ФРАГМЕНТ ТЕКСТА:

◇ ◇ ◇

При таком внимании к процессу восприятия в описание не может не попасть объект, сам предмет, и он туда попадает, и в деталях самых подробных. Однако доминанта всегда смещена в сторону субъекта: не столько предмет, сколько «я» с ним и в нем.
Пейзаж у Тургенева никогда не дается с неопределенной точки зрения, ниоткуда, в нем всегда есть наблюдатель. Но странная вещь – эта его обозначенная оптическая позиция постоянно нарушается.
При описании фантастического полета в «Призраках» можно было бы ожидать подчинения зрения рассказчика его необычной позиции. Ничего похожего – он видит такие же мелкие детали, как обычный тургеневский неторопливый наблюдатель, удобно расположившийся на берегу пруда, бредущий вдоль поля или пробирающийся с ружьем по лесу, – например, что сидящая на воде утка «торопливо вынет шею из-под крыла, посмотрит, посмотрит и хлопотливо засунет опять нос в пушистые перья». Он успевает разглядеть, как «буйвол медленно поднял из вязкой тины свою косматую чудовищную голову с короткими вихрами щетины между криво загнутыми назад рогами. Он косо повел белками бессмысленно-злобных глаз и тяжело фыркнул мокрыми ноздрями…»
Тургеневский герой-наблюдатель – чистая фикция. В «Первой любви» рассказчик-герой сообщает, что он взбирался на развалины, где «сидел по часам и глядел, ничего не видя». Однако после такого признания идет в деталях увиденная картина: «Возле меня, по запыленной крапиве, лениво перепархивали белые бабочки; бойкий воробей садился недалеко на полусломанном красном кирпиче и раздражительно чирикал, беспрестанно поворачиваясь всем телом и распустив хвостик…» и т. п. Весь пейзаж, конечно, результат изощренной наблюдательности самого автора. Предмет у Тургенева дается не в индивидуализированном психологическом восприятии героя, но с точки зрения автора, которую он демонстрирует. У Толстого или Чехова такого не найти: если появился герой, да еще со столь точно указанной позицией, то будет описано только то, что этот герой может видеть, и ничего сверх.

◇ ◇ ◇

ИСХОДНЫЙ МАТЕРИАЛ:

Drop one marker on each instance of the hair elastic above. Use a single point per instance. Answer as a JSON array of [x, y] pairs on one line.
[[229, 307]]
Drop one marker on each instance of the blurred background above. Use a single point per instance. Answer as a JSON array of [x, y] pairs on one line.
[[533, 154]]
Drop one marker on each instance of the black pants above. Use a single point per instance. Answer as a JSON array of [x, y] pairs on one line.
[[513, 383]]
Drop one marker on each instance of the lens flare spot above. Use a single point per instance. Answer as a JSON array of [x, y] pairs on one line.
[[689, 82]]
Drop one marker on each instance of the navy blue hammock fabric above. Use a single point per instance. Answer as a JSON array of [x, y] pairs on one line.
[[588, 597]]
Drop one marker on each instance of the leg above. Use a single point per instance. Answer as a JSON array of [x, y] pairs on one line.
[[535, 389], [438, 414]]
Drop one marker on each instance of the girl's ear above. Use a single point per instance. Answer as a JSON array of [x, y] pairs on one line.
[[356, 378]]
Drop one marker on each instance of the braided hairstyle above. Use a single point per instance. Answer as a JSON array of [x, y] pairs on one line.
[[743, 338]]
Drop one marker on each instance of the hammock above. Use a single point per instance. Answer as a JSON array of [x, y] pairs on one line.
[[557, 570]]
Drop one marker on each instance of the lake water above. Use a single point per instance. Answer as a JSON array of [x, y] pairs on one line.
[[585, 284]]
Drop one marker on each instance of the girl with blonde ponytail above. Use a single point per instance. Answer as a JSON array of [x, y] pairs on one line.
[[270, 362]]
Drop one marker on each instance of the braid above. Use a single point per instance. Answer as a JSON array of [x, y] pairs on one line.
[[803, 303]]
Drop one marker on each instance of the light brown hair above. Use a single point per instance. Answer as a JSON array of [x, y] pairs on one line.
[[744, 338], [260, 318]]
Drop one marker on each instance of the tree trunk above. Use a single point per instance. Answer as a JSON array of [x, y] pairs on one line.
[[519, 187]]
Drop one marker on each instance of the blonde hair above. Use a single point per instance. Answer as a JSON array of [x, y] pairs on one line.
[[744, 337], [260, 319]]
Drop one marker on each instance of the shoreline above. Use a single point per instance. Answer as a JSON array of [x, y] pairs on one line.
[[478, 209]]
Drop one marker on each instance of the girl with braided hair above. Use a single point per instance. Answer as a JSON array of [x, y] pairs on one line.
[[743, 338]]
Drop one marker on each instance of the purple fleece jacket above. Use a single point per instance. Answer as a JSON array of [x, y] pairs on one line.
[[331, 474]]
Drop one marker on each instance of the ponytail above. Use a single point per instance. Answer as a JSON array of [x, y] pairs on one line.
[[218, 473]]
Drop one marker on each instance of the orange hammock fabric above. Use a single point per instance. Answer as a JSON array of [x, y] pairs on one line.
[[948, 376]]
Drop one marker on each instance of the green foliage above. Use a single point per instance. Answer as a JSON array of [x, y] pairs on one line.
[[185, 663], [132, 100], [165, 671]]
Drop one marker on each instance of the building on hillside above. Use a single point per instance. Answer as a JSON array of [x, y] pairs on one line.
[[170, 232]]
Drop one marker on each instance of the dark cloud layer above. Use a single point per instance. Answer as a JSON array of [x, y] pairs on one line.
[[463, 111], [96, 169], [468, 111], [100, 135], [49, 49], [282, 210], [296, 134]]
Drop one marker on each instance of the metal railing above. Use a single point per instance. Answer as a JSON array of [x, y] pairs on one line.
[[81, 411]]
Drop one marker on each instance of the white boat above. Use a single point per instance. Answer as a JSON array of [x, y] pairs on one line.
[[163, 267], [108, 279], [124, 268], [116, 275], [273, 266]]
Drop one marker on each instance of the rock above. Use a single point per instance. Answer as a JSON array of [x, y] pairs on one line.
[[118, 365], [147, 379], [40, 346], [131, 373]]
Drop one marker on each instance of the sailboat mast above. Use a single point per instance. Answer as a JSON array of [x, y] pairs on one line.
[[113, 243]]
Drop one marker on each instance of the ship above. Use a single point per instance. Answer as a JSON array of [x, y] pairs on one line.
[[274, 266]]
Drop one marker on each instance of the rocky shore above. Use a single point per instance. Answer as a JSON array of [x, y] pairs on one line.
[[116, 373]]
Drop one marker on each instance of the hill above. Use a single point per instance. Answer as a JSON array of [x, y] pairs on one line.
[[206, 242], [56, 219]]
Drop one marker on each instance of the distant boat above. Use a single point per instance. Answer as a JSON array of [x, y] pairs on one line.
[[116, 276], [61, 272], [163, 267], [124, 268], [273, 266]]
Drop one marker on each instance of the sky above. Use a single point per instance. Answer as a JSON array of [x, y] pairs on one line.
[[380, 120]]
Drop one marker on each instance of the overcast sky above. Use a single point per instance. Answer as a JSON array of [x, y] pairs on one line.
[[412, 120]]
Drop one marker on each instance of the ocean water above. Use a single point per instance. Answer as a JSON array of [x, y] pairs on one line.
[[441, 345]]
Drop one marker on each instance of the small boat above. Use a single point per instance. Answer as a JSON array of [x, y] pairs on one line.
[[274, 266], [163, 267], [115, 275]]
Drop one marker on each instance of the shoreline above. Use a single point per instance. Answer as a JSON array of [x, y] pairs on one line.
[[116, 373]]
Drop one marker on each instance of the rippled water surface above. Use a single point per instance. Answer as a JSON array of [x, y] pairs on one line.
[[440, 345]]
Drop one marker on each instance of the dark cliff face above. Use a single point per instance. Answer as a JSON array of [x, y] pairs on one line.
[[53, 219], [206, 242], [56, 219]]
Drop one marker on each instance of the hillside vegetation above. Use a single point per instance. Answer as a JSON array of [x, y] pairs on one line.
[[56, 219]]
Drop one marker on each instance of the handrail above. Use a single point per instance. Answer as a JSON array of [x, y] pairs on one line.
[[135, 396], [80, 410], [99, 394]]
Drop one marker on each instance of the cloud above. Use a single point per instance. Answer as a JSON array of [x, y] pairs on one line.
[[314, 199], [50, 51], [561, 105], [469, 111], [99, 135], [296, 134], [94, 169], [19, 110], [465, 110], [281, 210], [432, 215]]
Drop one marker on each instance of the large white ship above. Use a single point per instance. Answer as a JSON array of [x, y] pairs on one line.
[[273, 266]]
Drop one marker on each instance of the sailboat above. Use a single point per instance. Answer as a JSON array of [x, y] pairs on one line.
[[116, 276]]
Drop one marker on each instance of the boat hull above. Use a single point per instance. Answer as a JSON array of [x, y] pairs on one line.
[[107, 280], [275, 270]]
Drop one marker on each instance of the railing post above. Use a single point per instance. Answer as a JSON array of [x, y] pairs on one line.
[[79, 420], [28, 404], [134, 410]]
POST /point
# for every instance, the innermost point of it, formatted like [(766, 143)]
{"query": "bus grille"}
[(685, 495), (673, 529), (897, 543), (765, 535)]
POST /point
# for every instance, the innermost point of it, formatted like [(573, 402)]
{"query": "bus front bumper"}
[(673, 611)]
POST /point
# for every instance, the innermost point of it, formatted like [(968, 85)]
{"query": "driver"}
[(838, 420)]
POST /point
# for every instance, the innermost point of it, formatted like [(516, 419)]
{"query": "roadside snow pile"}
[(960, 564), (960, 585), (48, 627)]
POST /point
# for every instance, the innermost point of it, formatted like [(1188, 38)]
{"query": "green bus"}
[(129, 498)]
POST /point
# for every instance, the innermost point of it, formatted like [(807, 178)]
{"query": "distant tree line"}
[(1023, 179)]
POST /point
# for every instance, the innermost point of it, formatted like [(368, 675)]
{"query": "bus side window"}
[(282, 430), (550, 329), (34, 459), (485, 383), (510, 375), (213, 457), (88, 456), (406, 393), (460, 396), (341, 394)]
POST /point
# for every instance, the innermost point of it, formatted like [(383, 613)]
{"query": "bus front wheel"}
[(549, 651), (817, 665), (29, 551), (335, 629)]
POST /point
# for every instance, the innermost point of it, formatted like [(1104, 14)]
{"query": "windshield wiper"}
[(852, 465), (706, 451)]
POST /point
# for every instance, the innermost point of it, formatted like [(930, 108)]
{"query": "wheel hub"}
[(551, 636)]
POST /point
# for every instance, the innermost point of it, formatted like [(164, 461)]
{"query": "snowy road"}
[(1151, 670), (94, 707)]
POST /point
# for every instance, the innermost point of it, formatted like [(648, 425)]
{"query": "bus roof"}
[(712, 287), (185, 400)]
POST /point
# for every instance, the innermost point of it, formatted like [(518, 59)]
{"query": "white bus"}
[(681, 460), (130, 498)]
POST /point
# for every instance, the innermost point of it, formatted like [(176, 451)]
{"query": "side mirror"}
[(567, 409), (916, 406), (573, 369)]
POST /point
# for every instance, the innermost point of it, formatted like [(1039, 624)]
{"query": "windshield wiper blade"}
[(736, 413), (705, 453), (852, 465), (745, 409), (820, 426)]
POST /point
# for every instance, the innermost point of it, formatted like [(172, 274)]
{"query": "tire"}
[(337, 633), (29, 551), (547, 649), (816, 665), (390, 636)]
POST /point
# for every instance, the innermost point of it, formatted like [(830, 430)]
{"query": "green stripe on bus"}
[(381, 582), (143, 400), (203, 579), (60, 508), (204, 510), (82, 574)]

◇ ◇ ◇

Подставьте «созерцатель» на место «наблюдатель» и приведите часть фрагмента о тургеневском пейзаже от слов «При таком внимании» до слов «позиция постоянно нарушается.». Список представляет собой самостоятельный материал и с фрагментом о тургеневском пейзаже не связан.

РЕШЕНИЕ ЗАДАНИЯ:
При таком внимании к процессу восприятия в описание не может не попасть объект, сам предмет, и он туда попадает, и в деталях самых подробных. Однако доминанта всегда смещена в сторону субъекта: не столько предмет, сколько «я» с ним и в нем.
Пейзаж у Тургенева никогда не дается с неопределенной точки зрения, ниоткуда, в нем всегда есть созерцатель. Но странная вещь – эта его обозначенная оптическая позиция постоянно нарушается.